(Written instruction): From the listing below, pull out each line that contains the word "white". Case matters, so count only matches with the same capitalization.

____ Task data

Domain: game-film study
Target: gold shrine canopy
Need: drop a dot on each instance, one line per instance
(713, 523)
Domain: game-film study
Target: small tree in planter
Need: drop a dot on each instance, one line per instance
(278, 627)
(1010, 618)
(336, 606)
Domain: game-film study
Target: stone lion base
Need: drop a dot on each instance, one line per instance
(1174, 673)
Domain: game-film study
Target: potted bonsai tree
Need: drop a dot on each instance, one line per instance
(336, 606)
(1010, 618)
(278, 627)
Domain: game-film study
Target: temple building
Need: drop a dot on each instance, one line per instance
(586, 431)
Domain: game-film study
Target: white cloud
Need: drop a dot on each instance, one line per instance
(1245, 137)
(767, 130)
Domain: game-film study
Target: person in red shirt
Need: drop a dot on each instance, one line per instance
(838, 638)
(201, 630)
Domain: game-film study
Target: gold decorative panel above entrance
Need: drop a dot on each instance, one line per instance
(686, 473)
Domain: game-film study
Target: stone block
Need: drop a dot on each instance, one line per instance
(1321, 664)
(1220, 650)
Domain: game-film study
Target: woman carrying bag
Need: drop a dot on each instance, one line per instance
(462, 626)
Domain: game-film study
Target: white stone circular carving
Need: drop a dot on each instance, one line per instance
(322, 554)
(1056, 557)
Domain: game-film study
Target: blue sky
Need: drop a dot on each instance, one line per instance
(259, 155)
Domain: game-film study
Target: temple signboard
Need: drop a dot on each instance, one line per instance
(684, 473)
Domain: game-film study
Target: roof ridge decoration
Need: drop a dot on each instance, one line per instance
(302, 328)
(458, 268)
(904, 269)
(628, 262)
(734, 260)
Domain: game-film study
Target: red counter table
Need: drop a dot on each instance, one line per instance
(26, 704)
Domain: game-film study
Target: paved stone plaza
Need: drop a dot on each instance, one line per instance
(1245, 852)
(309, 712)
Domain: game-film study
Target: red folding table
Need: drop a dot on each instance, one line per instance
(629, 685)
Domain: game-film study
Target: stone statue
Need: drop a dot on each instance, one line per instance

________

(Exercise response):
Target: white cloud
Target: white stone circular carving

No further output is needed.